▸ What you should do: Reproduce the entries from the line that has "Where can you spot the illuminated" through the line that has "pixel 306 133", swapping "instance" for "occurrence" and keeping everything else the same. Return only those lines.

───── Extracted entries

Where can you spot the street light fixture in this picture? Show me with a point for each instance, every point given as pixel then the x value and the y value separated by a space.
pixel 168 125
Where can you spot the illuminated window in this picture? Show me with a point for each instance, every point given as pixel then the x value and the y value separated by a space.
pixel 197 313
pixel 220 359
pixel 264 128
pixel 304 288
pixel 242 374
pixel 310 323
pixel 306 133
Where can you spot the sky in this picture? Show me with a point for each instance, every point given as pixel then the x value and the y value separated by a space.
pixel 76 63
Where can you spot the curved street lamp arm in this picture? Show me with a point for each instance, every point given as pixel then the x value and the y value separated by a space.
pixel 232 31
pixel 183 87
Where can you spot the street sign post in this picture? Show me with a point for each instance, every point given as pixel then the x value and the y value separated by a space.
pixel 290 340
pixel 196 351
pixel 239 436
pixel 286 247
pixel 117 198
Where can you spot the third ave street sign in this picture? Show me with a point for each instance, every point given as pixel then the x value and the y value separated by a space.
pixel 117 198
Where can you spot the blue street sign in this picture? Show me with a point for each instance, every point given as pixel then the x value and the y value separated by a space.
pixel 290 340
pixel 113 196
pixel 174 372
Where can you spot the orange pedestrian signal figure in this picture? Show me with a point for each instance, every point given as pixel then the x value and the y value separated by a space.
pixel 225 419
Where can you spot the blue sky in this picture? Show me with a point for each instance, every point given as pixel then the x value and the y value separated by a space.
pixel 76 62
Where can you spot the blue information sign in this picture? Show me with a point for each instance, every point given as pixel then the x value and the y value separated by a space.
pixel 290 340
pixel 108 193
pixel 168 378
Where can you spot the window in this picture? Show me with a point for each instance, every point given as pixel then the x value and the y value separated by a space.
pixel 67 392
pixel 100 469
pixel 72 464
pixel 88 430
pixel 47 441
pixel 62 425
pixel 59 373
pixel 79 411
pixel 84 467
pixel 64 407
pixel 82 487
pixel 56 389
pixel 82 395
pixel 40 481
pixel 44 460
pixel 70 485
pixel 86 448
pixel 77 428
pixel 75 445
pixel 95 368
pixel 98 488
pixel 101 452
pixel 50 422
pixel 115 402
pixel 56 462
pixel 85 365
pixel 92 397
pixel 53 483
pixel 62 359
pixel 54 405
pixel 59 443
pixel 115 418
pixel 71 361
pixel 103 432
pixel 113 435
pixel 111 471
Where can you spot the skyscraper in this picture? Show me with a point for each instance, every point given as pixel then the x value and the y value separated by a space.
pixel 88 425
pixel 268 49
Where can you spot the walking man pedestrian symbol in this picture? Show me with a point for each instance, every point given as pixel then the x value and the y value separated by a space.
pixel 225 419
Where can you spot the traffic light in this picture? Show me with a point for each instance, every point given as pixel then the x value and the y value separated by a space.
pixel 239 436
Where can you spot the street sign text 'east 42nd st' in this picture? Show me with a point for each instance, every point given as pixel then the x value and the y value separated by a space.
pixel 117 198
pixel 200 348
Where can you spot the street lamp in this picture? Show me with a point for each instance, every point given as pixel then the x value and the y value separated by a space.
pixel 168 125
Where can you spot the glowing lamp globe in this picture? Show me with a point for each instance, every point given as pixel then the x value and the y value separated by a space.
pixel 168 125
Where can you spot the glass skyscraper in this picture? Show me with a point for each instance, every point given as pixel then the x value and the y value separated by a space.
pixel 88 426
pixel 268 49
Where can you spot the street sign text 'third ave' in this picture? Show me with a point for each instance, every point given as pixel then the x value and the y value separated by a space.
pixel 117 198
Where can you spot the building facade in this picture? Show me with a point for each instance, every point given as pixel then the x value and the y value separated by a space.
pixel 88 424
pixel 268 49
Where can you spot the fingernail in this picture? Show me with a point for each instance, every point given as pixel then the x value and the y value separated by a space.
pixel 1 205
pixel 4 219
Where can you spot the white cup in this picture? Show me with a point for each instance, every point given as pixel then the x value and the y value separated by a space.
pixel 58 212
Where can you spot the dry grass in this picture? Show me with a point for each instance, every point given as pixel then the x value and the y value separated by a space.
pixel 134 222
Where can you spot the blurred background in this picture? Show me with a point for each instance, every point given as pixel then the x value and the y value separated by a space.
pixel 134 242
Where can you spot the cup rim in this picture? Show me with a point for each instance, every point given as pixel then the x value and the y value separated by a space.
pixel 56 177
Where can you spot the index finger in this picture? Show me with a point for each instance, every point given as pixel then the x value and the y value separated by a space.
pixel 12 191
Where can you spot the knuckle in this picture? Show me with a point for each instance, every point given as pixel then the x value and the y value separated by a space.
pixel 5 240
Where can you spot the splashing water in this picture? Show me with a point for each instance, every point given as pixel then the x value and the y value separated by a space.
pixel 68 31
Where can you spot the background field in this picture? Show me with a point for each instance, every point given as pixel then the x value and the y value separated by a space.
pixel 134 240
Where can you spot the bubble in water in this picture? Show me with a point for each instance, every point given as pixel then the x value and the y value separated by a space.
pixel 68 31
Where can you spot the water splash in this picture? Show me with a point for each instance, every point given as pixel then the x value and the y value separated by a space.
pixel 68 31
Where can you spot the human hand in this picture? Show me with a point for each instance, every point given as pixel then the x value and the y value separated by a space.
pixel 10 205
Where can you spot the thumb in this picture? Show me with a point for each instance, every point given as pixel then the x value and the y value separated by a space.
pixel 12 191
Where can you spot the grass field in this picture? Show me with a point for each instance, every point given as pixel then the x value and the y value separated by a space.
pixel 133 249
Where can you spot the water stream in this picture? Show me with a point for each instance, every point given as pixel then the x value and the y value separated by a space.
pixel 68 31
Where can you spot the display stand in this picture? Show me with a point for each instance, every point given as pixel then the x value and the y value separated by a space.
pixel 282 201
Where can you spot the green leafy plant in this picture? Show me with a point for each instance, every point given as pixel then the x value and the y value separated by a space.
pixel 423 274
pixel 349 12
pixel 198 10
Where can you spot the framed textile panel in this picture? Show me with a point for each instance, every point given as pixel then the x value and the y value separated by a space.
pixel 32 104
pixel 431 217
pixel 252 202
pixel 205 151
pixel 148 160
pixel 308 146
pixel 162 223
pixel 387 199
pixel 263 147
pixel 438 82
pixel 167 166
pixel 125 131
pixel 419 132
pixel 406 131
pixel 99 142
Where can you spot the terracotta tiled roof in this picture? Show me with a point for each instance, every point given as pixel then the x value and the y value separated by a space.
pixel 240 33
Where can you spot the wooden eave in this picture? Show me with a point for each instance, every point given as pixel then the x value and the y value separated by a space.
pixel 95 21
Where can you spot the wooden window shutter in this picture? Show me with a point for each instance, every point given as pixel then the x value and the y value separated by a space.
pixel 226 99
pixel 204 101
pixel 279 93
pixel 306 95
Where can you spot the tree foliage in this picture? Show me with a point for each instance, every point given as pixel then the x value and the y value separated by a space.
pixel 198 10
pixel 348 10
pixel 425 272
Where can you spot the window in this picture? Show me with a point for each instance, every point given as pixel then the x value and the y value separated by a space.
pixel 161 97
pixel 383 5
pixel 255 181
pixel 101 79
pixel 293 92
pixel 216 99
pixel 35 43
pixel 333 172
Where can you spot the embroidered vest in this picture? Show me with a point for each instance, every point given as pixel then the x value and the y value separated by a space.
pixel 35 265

──────────

▸ Solved exercise:
Where can you spot the illuminated window in this picture? Show me with a point for each occurrence, every point given as pixel then the x value and the y value separated by a space.
pixel 197 313
pixel 220 359
pixel 264 128
pixel 304 288
pixel 242 374
pixel 310 323
pixel 306 133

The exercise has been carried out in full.